**Data:**
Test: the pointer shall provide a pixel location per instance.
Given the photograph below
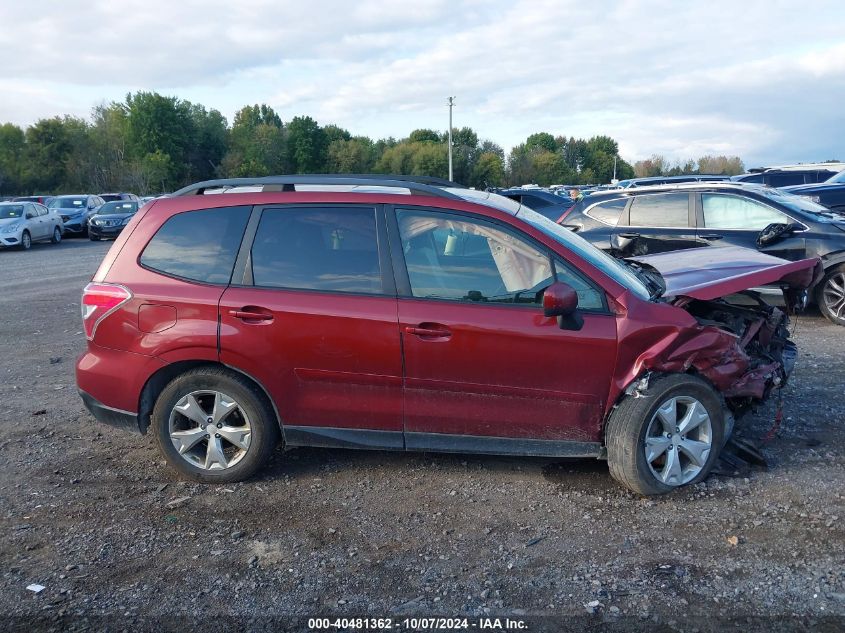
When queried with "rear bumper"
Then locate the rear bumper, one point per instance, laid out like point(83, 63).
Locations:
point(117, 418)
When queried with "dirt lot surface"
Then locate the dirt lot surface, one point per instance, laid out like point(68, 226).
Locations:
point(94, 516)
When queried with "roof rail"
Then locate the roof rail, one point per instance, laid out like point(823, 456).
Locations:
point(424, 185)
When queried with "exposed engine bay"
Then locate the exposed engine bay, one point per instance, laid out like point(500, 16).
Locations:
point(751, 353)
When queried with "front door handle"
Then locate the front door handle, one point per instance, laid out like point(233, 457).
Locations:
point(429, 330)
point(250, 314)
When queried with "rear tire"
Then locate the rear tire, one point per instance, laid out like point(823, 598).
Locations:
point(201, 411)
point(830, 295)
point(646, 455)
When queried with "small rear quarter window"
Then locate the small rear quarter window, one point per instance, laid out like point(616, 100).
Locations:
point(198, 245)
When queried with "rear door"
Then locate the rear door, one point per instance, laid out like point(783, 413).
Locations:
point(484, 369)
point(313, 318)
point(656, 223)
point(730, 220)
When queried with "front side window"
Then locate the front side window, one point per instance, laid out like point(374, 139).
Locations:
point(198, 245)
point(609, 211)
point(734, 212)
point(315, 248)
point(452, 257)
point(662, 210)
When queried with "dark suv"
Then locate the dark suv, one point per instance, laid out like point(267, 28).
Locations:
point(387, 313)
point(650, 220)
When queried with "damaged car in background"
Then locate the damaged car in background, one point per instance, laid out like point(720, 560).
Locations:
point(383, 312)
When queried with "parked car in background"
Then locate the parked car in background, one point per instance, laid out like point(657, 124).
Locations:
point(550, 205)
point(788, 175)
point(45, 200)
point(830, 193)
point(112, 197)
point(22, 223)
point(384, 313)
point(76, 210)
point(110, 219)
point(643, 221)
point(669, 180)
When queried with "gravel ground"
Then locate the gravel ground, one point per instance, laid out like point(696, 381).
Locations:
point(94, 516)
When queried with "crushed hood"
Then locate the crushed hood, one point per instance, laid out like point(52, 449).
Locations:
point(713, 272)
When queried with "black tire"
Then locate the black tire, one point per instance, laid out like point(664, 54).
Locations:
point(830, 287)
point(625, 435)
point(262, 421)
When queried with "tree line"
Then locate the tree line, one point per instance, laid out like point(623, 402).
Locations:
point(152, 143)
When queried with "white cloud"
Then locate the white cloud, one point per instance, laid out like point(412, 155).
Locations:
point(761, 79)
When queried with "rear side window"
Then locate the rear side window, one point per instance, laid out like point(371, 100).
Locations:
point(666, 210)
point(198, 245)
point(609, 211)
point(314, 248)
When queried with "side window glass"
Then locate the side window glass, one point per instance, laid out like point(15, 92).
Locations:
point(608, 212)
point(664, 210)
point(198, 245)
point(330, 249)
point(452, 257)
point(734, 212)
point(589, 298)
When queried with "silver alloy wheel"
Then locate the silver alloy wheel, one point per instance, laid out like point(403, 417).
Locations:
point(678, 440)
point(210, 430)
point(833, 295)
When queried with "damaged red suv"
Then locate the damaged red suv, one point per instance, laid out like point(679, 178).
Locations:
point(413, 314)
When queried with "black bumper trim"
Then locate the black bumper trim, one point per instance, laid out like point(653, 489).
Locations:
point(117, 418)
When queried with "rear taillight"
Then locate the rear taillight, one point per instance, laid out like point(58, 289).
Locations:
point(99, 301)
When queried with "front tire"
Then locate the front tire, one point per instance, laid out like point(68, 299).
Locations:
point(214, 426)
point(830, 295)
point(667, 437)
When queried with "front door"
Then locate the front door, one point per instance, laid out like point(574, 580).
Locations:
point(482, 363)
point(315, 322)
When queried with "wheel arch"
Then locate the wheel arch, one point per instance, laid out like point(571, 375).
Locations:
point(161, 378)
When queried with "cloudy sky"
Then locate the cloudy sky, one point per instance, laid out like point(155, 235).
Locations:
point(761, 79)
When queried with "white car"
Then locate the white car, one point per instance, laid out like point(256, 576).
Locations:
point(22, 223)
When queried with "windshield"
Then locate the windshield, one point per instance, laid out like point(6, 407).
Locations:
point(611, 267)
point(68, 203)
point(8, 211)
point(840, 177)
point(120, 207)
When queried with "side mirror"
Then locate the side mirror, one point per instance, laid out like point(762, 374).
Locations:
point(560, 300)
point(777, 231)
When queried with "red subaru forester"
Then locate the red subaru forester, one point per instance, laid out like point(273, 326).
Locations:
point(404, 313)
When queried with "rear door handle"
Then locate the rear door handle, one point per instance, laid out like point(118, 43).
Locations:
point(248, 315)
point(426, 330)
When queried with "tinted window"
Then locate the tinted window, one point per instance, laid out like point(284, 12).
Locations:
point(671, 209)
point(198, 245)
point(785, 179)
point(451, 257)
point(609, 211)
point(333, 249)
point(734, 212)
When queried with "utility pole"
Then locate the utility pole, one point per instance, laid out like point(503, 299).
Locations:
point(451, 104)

**Given instruction:** Recast the records above as a JSON list of strings, with one string for each line and no blank lines. Leave the pictures out.

**Final result:**
[
  "Test: the pointer shall provide a pixel location per instance.",
  "Given the photograph below",
  "When queried with \"rear bumper\"",
  "Then locate the rear bumper, one point per instance, laid out like point(83, 63).",
  "Locations:",
  "point(117, 418)",
  "When queried with \"dirt lot surface\"",
  "Then locate the dirt lot surface, one point per instance, laid out like point(68, 226).",
  "Locations:",
  "point(94, 516)",
  "When queried with \"roof rail\"",
  "Then locate the roof rail, one point per instance, laid out like point(823, 456).",
  "Locations:",
  "point(424, 185)",
  "When queried with \"exposed engine bay\"",
  "Then locate the exposed engine bay, one point per instance, laid out like point(500, 16).",
  "Locations:",
  "point(751, 353)",
  "When queried with \"front door handle\"",
  "Then locate the front door handle, one point per instance, laid out like point(233, 457).",
  "Locations:",
  "point(429, 330)",
  "point(250, 314)",
  "When queried with \"rear tire\"",
  "Then locate the rear tire, one point per instance, laid out like point(823, 598).",
  "Locations:",
  "point(201, 411)",
  "point(830, 295)",
  "point(646, 455)",
  "When queried with \"small rear quarter window\"",
  "Then locate the small rear quarter window, one point per instance, laid out like point(616, 100).",
  "Locations:",
  "point(198, 245)",
  "When queried with \"rear door\"",
  "Then locate the rear door, one point per instance, laid out like point(783, 413).",
  "Locations:",
  "point(484, 369)",
  "point(313, 318)",
  "point(656, 223)",
  "point(730, 220)",
  "When queried with \"front side window\"",
  "Then locate the front side window, one point per instance, laid out like point(374, 139).",
  "Locations:",
  "point(198, 245)",
  "point(609, 211)",
  "point(734, 212)",
  "point(315, 248)",
  "point(452, 257)",
  "point(662, 210)",
  "When queried with \"dark suv\"",
  "Then locate the dark suv, one point per instance, laid out like point(267, 28).",
  "Locations:",
  "point(387, 313)",
  "point(650, 220)",
  "When queried with \"damaged car in background\"",
  "Then locate the damaged car in background, one point per instance, laid out like point(720, 560).",
  "Locations:",
  "point(383, 312)",
  "When queried with \"parked car in background\"",
  "Then locate the parked car in background, one point per instance, laid out like point(657, 124).",
  "Locations:",
  "point(550, 205)",
  "point(788, 175)",
  "point(45, 200)",
  "point(830, 193)",
  "point(112, 197)",
  "point(22, 223)",
  "point(384, 313)",
  "point(76, 210)",
  "point(110, 219)",
  "point(643, 221)",
  "point(669, 180)",
  "When queried with \"gravel ground\"",
  "Then locate the gravel ground, one point per instance, laid out like point(696, 381).",
  "Locations:",
  "point(94, 516)",
  "When queried with \"crushed hood\"",
  "Then locate the crushed hood, one point per instance, laid out like point(52, 449).",
  "Locations:",
  "point(713, 272)",
  "When queried with \"black tire\"",
  "Then locate the black tire, one point per instance, laid out like point(664, 54).",
  "Locations:",
  "point(830, 287)",
  "point(625, 435)",
  "point(262, 421)",
  "When queried with \"tree line\"",
  "Then locate the tree line, one point per instance, laid out like point(623, 402).",
  "Locations:",
  "point(152, 143)",
  "When queried with \"white cloud\"",
  "Then locate the white cloud, one point per instance, laid out like point(412, 155).",
  "Locations:",
  "point(761, 79)",
  "When queried with \"rear side window\"",
  "Then locate the rear side window, one point per instance, laid out like point(371, 100).",
  "Locations:",
  "point(666, 210)",
  "point(198, 245)",
  "point(609, 211)",
  "point(314, 248)",
  "When queried with \"side window glass\"",
  "Then locate the side window glass, one point per instance, laid out like point(15, 92).",
  "Locations:",
  "point(608, 212)",
  "point(664, 210)",
  "point(198, 245)",
  "point(330, 249)",
  "point(452, 257)",
  "point(734, 212)",
  "point(589, 298)",
  "When queried with \"silver alloy wheel\"",
  "Then locate the silver alloy wheel, one point per instance, laid out like point(403, 417).",
  "Locations:",
  "point(678, 440)",
  "point(210, 430)",
  "point(833, 295)",
  "When queried with \"damaged red suv\"",
  "Then locate the damaged red suv, one point per instance, laid out like point(679, 178).",
  "Locations:",
  "point(413, 314)",
  "When queried with \"black bumper trim\"",
  "Then locate the black bumper trim, one point per instance, laid out like point(653, 489).",
  "Locations:",
  "point(117, 418)",
  "When queried with \"rear taillight\"",
  "Then locate the rear taillight, one point per instance, laid out like point(58, 289).",
  "Locations:",
  "point(99, 301)",
  "When queried with \"front tire\"",
  "Then locate the front tire, one point per instance, laid out like point(68, 299).",
  "Locations:",
  "point(214, 426)",
  "point(830, 295)",
  "point(667, 437)",
  "When queried with \"front door\"",
  "Then locate the front door, one point per instance, laid out like point(574, 580).",
  "Locations:",
  "point(482, 363)",
  "point(315, 322)",
  "When queried with \"wheel arch\"",
  "Then locate the wheel arch, one point per instance, laid out like point(571, 375).",
  "Locations:",
  "point(161, 378)",
  "When queried with \"cloudy sky\"",
  "Then locate the cloudy sky, one point per instance, laid out like point(155, 235).",
  "Locations:",
  "point(761, 79)",
  "When queried with \"white car\"",
  "Then locate the white car, one point per instance, laid out like point(256, 576).",
  "Locations:",
  "point(22, 223)",
  "When queried with \"windshield\"",
  "Then locate the windshield, one point per instance, laid out like point(6, 407).",
  "Locations:",
  "point(611, 267)",
  "point(68, 203)",
  "point(8, 211)",
  "point(840, 177)",
  "point(120, 207)",
  "When queried with \"side mirror\"",
  "Then locate the side mirror, one point per instance, laid out like point(762, 374).",
  "Locations:",
  "point(560, 300)",
  "point(777, 231)",
  "When queried with \"red subaru forester\"",
  "Then locate the red subaru forester, one point per instance, laid out like point(273, 326).",
  "Locations:",
  "point(404, 313)",
  "When queried with \"rear door handle\"",
  "Then locate the rear door handle, one point per instance, laid out like point(118, 43).",
  "Locations:",
  "point(248, 315)",
  "point(426, 330)",
  "When queried with \"tinted window\"",
  "Then locate the tinted window, one point per instance, laid out like point(284, 12).",
  "Locations:",
  "point(671, 209)",
  "point(198, 245)",
  "point(785, 179)",
  "point(451, 257)",
  "point(609, 211)",
  "point(333, 249)",
  "point(734, 212)",
  "When queried with \"utility pole\"",
  "Then locate the utility pole, one point per instance, laid out like point(503, 299).",
  "Locations:",
  "point(451, 104)"
]